Exercise details —
Beginning with the line below that contains "x=420, y=307" and ending with the line that contains "x=451, y=112", copy every line exactly. Copy nothing else.

[Records contained in a dataset]
++++++++++
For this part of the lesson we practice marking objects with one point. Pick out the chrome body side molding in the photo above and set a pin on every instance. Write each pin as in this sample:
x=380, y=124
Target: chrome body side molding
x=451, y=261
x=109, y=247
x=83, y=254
++++++++++
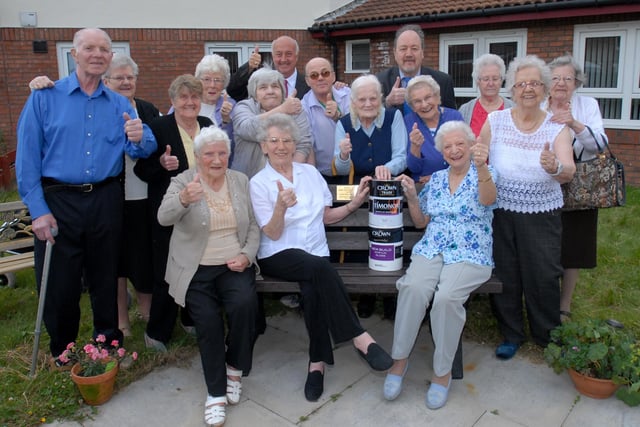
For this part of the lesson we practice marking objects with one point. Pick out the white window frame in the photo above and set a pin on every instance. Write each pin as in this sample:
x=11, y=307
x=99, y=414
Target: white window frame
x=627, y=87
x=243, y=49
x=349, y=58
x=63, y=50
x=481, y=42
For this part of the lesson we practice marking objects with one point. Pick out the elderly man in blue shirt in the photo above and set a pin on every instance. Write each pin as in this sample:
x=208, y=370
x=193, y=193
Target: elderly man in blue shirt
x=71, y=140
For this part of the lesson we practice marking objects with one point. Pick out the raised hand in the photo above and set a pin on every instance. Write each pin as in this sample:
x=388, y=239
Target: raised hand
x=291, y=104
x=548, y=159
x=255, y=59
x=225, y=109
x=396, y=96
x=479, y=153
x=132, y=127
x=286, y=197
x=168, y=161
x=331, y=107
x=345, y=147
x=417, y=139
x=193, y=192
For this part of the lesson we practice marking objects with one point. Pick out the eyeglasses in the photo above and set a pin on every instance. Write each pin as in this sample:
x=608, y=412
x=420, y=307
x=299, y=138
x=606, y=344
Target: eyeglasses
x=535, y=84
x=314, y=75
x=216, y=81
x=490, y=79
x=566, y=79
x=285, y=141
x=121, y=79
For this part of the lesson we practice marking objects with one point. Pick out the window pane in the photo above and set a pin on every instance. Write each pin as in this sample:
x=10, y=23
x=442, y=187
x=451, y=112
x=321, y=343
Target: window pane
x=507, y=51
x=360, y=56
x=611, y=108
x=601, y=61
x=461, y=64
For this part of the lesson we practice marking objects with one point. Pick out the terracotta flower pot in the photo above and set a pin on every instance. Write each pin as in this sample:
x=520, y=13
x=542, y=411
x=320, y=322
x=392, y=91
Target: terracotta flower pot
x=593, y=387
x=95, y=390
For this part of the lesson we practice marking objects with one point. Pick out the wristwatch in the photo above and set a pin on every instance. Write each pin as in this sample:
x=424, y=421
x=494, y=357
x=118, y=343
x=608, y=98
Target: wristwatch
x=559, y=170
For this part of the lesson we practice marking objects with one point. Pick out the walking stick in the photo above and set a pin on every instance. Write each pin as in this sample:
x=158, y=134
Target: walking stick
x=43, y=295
++++++++++
Your solution —
x=420, y=307
x=299, y=138
x=606, y=344
Target: eyeglasses
x=535, y=84
x=314, y=75
x=216, y=81
x=490, y=79
x=566, y=79
x=285, y=141
x=121, y=79
For this part of the lesson we practice marking objects with one point. Pick out the window pane in the photo above and set a pin on every instance. Write each pin as in this sample:
x=10, y=23
x=442, y=187
x=451, y=112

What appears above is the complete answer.